> OBJECTIVE
Exactly as written, transcribe the lines that run from the one containing "Where can the player's knee" to the end of the records below.

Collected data
------------------------------
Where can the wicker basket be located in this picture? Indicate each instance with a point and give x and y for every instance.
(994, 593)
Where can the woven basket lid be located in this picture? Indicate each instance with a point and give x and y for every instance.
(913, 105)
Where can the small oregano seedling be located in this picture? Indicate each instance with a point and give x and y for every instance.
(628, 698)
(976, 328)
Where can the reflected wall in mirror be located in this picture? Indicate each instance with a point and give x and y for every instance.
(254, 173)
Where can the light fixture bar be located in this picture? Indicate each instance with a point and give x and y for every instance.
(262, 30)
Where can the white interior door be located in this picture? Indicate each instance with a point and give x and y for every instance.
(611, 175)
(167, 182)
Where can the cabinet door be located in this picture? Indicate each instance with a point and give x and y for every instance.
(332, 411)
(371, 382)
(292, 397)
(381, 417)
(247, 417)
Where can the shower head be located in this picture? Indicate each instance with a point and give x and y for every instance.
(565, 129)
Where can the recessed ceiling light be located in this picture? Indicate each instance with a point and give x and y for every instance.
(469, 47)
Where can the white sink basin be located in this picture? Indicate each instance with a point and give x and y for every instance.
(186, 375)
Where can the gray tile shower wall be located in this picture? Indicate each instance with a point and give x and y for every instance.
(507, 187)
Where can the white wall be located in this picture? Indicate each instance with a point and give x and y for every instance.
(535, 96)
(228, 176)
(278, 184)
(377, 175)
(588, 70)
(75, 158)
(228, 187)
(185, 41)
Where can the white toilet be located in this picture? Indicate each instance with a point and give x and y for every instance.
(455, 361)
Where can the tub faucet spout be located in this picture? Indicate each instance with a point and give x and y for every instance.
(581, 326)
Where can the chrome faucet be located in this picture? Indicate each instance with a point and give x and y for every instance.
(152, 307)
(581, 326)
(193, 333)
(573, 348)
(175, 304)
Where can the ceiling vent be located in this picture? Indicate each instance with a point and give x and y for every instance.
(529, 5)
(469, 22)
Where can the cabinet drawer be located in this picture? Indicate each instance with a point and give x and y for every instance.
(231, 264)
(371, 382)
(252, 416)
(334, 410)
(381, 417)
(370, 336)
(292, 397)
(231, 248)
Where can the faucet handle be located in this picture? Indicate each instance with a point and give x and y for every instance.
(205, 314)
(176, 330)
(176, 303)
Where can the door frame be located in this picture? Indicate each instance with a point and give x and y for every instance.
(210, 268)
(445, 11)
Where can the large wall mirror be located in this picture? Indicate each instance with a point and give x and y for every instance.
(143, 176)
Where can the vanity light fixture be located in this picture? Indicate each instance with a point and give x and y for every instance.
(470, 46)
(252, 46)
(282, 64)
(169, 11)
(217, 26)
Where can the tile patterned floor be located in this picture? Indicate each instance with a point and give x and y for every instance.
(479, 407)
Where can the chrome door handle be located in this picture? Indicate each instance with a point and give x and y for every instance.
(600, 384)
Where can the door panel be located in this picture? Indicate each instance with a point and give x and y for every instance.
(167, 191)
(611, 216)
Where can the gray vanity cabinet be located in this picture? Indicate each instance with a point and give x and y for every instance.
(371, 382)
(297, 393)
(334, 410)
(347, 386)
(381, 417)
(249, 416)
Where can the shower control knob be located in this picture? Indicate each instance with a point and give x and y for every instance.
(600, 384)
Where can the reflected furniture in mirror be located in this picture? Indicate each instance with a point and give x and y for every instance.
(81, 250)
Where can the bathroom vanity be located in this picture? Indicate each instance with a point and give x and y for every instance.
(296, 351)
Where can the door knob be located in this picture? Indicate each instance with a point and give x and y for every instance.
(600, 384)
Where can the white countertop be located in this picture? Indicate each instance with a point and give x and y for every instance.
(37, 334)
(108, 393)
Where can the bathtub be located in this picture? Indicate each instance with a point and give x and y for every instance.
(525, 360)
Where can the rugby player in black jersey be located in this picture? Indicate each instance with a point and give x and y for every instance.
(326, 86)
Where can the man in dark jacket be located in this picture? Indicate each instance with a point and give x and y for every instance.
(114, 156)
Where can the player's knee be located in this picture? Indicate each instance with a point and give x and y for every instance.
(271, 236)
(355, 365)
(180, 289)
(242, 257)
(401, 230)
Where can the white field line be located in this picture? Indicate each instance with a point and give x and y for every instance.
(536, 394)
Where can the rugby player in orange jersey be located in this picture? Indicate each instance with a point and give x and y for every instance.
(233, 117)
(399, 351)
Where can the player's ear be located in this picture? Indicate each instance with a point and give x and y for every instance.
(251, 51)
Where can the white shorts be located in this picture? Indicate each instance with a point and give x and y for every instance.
------------------------------
> RESULT FOR THIS TASK
Where can the player's knee be located in this picture? Indicate each instance with a point and give x and y for every instance.
(271, 236)
(355, 365)
(180, 289)
(242, 257)
(401, 230)
Where can the white field line be located in this picture? Indicate each instance with a point and give x and y for every instance.
(536, 394)
Where can the rugby player in orange jersey be located in this picture? Indicate each instance with a point and give x and y for every instance.
(233, 117)
(399, 351)
Where can the player's ear be located in this picture? Indicate each instance with a point and give x and y for every instance.
(251, 51)
Where can the white shorts be located in this picture? Indicate each instance with a point and give x and y for every instance.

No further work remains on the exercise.